### Exercise inputs ###

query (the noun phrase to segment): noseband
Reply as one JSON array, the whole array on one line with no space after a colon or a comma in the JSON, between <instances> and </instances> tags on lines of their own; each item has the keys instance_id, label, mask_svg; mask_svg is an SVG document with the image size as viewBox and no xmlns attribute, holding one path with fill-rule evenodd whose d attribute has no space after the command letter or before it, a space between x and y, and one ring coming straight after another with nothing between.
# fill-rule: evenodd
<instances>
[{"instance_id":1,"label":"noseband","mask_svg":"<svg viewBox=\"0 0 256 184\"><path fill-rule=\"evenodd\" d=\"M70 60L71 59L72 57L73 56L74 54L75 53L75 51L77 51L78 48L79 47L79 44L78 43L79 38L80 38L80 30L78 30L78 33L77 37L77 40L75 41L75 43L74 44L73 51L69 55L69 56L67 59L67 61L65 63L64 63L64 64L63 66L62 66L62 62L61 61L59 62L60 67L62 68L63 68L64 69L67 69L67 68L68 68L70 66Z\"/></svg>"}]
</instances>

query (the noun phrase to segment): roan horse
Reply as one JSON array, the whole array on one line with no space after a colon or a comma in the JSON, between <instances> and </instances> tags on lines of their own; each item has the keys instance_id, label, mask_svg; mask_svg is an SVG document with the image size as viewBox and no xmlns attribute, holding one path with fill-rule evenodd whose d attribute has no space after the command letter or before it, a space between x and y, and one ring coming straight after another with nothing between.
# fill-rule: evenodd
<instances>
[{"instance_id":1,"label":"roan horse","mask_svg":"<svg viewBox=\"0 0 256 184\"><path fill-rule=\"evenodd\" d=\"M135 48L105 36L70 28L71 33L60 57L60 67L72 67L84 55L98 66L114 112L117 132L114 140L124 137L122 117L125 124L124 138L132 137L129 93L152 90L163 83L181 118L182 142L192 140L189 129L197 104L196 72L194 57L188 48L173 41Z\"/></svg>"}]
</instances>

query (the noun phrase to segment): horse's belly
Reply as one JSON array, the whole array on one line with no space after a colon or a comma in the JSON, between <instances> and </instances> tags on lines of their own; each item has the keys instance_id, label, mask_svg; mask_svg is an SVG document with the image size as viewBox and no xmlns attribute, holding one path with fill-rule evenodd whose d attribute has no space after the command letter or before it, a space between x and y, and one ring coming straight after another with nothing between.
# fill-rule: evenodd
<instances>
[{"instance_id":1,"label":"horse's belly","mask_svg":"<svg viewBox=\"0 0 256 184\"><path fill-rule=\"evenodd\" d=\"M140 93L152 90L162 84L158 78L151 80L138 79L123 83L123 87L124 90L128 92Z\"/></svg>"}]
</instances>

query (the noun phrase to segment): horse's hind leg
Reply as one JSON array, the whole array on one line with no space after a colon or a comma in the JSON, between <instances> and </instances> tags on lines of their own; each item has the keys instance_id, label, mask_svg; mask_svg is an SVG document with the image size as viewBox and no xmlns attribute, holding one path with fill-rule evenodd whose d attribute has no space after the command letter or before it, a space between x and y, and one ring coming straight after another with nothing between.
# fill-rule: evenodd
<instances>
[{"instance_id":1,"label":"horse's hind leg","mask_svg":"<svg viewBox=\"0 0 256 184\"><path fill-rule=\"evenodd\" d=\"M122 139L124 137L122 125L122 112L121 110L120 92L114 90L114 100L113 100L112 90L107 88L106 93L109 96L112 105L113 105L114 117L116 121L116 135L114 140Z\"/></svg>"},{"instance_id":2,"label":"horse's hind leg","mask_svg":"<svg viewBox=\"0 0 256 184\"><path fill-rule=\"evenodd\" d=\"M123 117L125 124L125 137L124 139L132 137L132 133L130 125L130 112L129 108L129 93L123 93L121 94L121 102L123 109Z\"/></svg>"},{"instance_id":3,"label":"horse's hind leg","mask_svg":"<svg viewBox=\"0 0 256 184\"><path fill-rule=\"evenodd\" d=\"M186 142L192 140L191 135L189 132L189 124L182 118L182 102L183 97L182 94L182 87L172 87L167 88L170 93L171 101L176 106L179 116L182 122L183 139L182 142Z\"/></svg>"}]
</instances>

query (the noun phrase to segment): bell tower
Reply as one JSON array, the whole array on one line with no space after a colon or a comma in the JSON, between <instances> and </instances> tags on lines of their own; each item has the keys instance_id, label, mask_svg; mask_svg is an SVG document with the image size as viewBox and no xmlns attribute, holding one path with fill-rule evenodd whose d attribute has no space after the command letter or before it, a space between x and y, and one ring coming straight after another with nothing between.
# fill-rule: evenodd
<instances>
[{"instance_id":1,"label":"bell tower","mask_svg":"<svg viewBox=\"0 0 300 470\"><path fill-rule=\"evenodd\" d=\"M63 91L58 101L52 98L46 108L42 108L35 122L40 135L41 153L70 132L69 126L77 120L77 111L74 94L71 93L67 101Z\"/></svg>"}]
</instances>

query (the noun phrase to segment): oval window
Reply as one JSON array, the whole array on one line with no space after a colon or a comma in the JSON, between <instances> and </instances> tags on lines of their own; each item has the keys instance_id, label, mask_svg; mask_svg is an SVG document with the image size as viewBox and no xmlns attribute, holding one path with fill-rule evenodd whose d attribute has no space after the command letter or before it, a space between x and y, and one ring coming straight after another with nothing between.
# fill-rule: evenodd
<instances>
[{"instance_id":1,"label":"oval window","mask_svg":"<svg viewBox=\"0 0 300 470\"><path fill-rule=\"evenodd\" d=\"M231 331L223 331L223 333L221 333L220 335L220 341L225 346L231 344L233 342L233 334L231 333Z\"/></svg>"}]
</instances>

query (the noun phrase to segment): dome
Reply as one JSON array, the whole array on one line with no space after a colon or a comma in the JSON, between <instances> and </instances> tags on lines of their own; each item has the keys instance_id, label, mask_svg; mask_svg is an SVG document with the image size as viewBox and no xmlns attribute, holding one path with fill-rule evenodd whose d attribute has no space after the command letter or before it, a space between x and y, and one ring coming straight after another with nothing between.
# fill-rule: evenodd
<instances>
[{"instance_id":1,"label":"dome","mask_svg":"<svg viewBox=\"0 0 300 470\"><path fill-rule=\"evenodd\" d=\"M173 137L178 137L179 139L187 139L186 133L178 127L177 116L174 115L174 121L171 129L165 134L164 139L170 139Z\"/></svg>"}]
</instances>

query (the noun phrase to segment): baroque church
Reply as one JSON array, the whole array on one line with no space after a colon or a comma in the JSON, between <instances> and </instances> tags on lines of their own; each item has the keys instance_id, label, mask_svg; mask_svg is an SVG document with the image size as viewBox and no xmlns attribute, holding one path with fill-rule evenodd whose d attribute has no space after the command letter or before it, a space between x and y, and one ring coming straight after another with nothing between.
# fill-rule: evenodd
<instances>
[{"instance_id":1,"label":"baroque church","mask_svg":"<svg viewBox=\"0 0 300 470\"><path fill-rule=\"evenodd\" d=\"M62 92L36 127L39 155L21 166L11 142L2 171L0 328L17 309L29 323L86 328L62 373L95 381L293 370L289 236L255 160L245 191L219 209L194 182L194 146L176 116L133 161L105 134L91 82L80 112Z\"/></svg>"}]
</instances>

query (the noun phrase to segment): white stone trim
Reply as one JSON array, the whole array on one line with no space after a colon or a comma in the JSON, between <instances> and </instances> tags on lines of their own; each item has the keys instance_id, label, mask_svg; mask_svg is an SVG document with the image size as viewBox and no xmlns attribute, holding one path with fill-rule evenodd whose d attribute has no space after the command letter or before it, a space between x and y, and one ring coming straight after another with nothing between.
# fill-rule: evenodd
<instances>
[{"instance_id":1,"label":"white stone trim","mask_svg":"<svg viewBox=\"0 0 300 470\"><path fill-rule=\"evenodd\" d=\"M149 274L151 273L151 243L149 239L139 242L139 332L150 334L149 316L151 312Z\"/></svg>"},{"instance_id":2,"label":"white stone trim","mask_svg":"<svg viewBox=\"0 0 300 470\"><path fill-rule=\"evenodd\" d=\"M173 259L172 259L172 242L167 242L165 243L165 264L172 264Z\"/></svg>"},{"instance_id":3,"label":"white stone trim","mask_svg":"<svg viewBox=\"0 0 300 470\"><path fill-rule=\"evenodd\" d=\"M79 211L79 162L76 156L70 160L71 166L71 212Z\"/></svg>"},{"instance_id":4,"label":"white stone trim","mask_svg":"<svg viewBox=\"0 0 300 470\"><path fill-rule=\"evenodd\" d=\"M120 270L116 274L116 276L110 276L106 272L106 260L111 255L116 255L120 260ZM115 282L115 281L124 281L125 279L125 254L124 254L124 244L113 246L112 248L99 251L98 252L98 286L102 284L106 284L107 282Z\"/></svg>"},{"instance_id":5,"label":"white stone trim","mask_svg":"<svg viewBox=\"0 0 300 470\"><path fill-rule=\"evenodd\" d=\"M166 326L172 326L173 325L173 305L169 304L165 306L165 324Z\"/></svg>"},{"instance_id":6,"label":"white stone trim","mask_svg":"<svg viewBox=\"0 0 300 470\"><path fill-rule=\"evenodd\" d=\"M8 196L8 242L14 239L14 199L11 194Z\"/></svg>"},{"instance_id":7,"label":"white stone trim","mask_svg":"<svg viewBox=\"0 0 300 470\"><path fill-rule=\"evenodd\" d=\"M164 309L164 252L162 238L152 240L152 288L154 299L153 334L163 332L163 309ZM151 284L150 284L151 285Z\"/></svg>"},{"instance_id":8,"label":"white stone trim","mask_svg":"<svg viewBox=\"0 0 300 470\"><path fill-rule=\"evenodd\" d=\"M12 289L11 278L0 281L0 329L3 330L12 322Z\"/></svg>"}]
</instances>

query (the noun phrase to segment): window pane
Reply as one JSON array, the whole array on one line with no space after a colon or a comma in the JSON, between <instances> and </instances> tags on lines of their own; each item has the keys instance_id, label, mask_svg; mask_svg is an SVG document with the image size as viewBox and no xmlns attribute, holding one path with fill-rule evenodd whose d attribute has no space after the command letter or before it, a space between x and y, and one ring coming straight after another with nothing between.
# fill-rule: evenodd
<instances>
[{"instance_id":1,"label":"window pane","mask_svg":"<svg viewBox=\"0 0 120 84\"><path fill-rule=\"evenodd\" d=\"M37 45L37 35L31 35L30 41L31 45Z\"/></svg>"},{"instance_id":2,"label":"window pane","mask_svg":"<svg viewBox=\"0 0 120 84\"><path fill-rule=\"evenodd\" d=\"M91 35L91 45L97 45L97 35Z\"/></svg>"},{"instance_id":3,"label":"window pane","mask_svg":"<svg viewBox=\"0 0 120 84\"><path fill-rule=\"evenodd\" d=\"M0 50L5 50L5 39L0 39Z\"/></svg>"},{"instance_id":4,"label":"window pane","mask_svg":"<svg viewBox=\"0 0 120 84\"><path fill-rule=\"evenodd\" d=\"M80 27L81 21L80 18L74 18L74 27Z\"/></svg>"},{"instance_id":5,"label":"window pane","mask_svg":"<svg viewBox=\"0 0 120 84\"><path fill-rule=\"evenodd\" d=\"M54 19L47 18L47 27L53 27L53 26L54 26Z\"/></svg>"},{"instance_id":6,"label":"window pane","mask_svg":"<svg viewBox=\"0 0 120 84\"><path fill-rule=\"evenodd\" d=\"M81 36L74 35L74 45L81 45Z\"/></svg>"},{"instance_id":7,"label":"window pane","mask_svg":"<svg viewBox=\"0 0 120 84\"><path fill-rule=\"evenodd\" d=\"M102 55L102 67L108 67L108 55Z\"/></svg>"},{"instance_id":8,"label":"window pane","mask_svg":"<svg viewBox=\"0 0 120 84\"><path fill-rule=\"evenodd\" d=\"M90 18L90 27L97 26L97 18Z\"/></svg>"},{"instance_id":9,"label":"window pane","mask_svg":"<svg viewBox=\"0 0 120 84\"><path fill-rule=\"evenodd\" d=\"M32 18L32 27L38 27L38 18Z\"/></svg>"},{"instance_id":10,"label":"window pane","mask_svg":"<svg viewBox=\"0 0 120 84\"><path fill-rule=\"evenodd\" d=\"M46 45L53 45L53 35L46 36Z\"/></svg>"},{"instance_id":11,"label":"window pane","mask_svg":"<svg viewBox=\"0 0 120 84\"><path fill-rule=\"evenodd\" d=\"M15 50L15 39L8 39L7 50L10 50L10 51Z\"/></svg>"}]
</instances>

###

■ Short exercise ■
How many lines of the records above contain the string "hind"? Reply with the count alone.

■ Correct answer ■
2